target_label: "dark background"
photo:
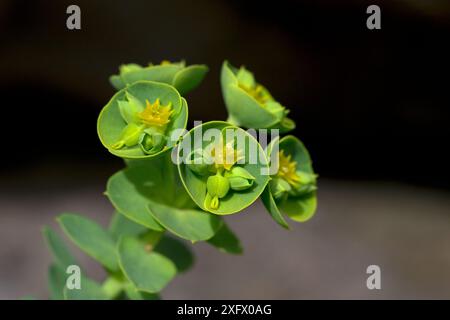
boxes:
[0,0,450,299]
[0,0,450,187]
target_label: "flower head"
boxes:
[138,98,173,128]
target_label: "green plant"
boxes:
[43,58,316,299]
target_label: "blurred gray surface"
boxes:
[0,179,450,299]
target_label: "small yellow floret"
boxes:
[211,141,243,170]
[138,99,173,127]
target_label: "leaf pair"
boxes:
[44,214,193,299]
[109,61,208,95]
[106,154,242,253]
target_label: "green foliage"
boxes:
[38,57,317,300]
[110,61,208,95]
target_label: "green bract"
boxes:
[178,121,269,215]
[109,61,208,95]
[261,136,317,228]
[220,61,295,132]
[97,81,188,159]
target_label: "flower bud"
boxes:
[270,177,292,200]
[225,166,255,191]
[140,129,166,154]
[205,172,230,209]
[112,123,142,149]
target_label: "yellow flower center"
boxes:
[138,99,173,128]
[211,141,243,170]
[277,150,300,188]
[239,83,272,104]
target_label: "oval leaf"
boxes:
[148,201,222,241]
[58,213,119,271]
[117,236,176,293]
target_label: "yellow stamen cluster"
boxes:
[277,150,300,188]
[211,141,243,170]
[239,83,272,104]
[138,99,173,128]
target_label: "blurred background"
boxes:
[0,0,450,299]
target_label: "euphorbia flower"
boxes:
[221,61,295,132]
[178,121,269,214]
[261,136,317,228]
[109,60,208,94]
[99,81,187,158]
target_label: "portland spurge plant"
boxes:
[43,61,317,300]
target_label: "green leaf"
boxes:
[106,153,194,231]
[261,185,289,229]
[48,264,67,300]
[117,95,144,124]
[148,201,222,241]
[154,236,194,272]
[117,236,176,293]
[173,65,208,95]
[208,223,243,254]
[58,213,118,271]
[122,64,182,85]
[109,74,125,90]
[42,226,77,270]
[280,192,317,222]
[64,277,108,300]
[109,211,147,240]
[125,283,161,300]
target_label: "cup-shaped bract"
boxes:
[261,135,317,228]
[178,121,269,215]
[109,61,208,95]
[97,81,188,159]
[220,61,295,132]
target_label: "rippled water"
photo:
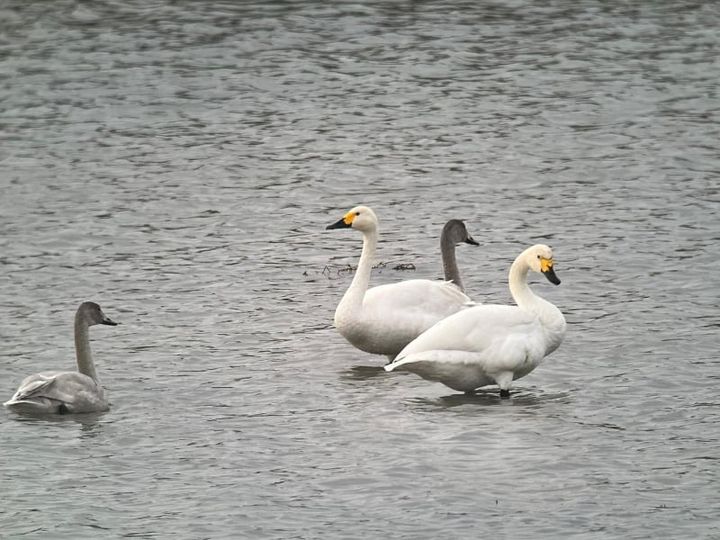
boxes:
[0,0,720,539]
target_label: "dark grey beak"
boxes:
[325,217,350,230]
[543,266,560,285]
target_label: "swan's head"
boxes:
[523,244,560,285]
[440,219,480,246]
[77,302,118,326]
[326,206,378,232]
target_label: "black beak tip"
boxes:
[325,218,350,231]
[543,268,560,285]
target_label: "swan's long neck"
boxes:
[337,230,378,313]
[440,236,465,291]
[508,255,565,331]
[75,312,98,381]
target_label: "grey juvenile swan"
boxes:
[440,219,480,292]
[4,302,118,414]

STATED EXERCISE: Rewrite every row above with each "grey" replaced by "gray", keeping everything else the same and leaving the pictures out.

OUTPUT:
target_label: "dark background"
photo:
boxes:
[0,0,450,299]
[0,0,450,187]
target_label: "flower head"
boxes:
[138,98,173,128]
target_label: "green plant"
boxes:
[43,58,316,299]
target_label: "blurred gray surface"
boxes:
[0,179,450,299]
target_label: "small yellow floret"
boxes:
[211,141,243,170]
[138,99,173,127]
target_label: "leaf pair"
boxes:
[44,214,193,299]
[109,61,208,95]
[106,154,242,253]
target_label: "green foliage"
boxes:
[38,57,317,300]
[110,61,208,95]
target_label: "green bract"
boxes:
[178,121,269,215]
[109,61,208,95]
[261,136,317,228]
[220,61,295,132]
[97,81,188,159]
target_label: "flower bud"
boxes:
[270,177,292,200]
[225,166,255,191]
[140,129,166,154]
[205,172,230,209]
[112,123,142,149]
target_label: "yellow flower center"
boxes:
[138,99,173,128]
[211,141,243,170]
[277,150,300,188]
[239,83,272,104]
target_label: "oval leaf"
boxes:
[148,201,222,241]
[58,213,119,271]
[117,236,176,293]
target_label: "yellow stamen cluster"
boxes:
[277,150,300,188]
[211,141,243,170]
[239,83,272,104]
[138,99,173,128]
target_label: "blurred background"
boxes:
[0,0,450,299]
target_label: "euphorbia flower"
boxes:
[221,61,295,132]
[178,121,269,214]
[261,136,317,228]
[109,60,208,94]
[99,81,187,158]
target_label: "portland spurge plant"
boxes:
[43,61,317,300]
target_label: "green leaf"
boxes:
[106,153,194,231]
[261,185,289,229]
[48,264,67,300]
[117,95,144,124]
[148,201,222,241]
[154,236,194,272]
[117,236,176,293]
[173,65,208,95]
[208,223,243,254]
[58,213,118,271]
[122,64,182,85]
[109,74,125,90]
[42,226,77,270]
[280,192,317,222]
[64,277,108,300]
[109,211,147,240]
[125,283,161,300]
target_label: "cup-shaped bract"
boxes:
[261,135,317,228]
[178,121,269,215]
[109,61,208,95]
[97,81,188,159]
[220,61,295,132]
target_label: "rippled water"
photo:
boxes:
[0,0,720,539]
target_label: "dark gray beak"
boxes:
[325,217,350,230]
[543,266,560,285]
target_label: "swan's head"
boxes:
[523,244,560,285]
[440,219,480,246]
[77,302,118,326]
[326,206,378,232]
target_label: "black beak tip"
boxes:
[325,218,350,231]
[543,268,560,285]
target_label: "swan's long neck"
boxes:
[337,230,378,313]
[440,236,465,291]
[508,255,565,331]
[75,312,98,381]
target_label: "gray juvenile swan"
boxes:
[440,219,480,292]
[4,302,118,414]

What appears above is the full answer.